SELECTED PASSAGE>
■ ■ ■ ■

Counting on Community

by Innosanto Nagara (Author)

Reading Level: K − 1st Grade

Counting on Community is Innosanto Nagara's follow-up to his hit ABC book, A is for Activist.

Counting up from one stuffed piñata to ten hefty hens--and always counting on each other--children are encouraged to recognize the value of their community, the joys inherent in healthy eco-friendly activities, and the agency they posses to make change. A broad and inspiring vision of diversity is told through stories in words and pictures. And of course, there is a duck to find on every page!

Select format:
Board Books
$11.95

School Library Journal

Toddler-PreS--In this powerful concept book follow-up to A Is for Activist (Triangle Pr., 2013), Nagara tackles counting. Typical urban neighborhood pastimes are depicted with verve and vibrant colors, including working in community gardens and drawing with sidewalk chalk. Young readers will have fun trying to locate an ever-present duck on each spread. Racial and ethnic diversity is celebrated on every page, and the lyrical text will inspire budding and longtime activists alike.

Copyright 2015 School Library Journal, LLC Used with permission.

Publishers Weekly

Nagara builds on the success of A Is for Activist with a counting book that celebrates active communities. Following some unfortunate apostrophe omissions on the opening spread ("Living in a community, / it's a lot of fun!/ Lets count the ways./ Lets start with one"), it's smooth sailing as Nagara devotes pages to everything from urban farming and chalk drawing to potlucks and protests ("Eight picket signs/ showing that we care"). Nagara's vibrant digital collages hum with energy as a multicultural crew of children and adults work, play, and collaborate. Brushed, woodgrain-style textures lend an organic feel to the images, while radiating lines in the backgrounds emphasize the idea that close-knit communities like this one have real power. Ages 3-7. (Sept.)

Copyright 2015 Publishers Weekly, LLC Used with permission.

Review quotes


"In this powerful concept book follow-up to A Is for Activist (2013), Nagara tackles counting. Typical urban neighborhood pastimes are depicted with verve and vibrant colors, including working in community gardens and drawing with sidewalk chalk. Young readers will have fun trying to locate an ever-present duck on each spread. Racial and ethnic diversity is celebrated on every page, and the lyrical text will inspire budding and longtime activists alike." —School Library Journal

"Innosanto Nagara is writing a new kind of children's book. Besides being a fun, rhythmic, and lively text to read, the book's illustrations present a world of diversity and complex, inclusive beauty. We should shower our children, schools, libraries, and our communities with books like this one."
Julia Alvarez, author of numerous books including, A Wedding in Haiti: the Story of a Friendship and How the Garcia Girls Lost Their Accents, and founding member of Border of Lights, an ongoing movement to promote peace and collaboration between Haiti and the Dominican Republic, borderoflights.org


"Meaningful change begins with doing small things at the local level, like picking up trash on the street, helping a neighbor, planting a community garden. Counting on Community encourages our children to embrace the power within each of us to create the world anew, to become SOLUTIONARIES."
—Grace Lee Boggs
Lifelong social activist and author of The Next American Revolution: Sustainable Activism for the Twenty-First Century

"At last, a counting book that will speak to all kinds of different people, living in diverse environments! Counting on Community has real-world content that breaks up stereotypes while teaching."

■ ■ ■ ■

TASKS TO COMPLETE>
A – From the Counting on Community page, extract the passage from "Counting on Community is" up to and including "on every page!".
B – What price does the Counting on Community page give for the board book format?

■ ■ ■ ■

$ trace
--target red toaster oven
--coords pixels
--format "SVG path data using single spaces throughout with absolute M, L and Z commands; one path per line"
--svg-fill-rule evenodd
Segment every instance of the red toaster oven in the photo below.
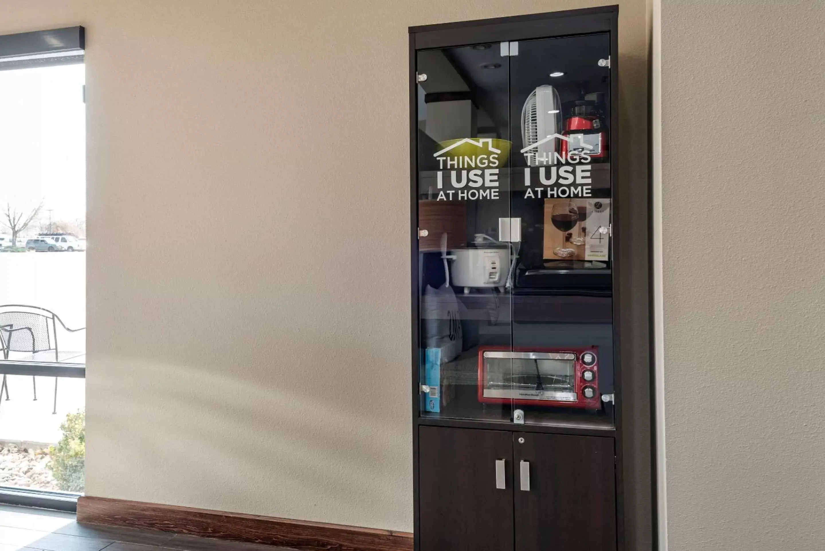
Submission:
M 482 346 L 478 402 L 599 409 L 598 347 Z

■ ■ ■ ■

WORKED SOLUTIONS>
A –
Counting on Community is Innosanto Nagara's follow-up to his hit ABC book, A is for Activist.

Counting up from one stuffed piñata to ten hefty hens--and always counting on each other--children are encouraged to recognize the value of their community, the joys inherent in healthy eco-friendly activities, and the agency they posses to make change. A broad and inspiring vision of diversity is told through stories in words and pictures. And of course, there is a duck to find on every page!

B – $11.95